▸ **To do**: Update the records below by changing every "dot" to "marker" and keeping everything else the same. Leave out the pictures when you write them back.
-- START OF Material --
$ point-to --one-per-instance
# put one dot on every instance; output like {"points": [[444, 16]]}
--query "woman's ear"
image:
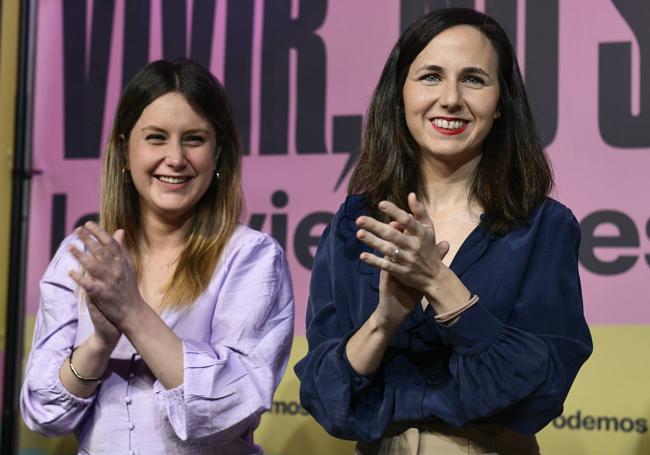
{"points": [[124, 149]]}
-- END OF Material --
▸ **Response to the task**:
$ point-to --one-per-instance
# put one marker on every instance; output like {"points": [[444, 16]]}
--query "woman's ear"
image:
{"points": [[124, 149]]}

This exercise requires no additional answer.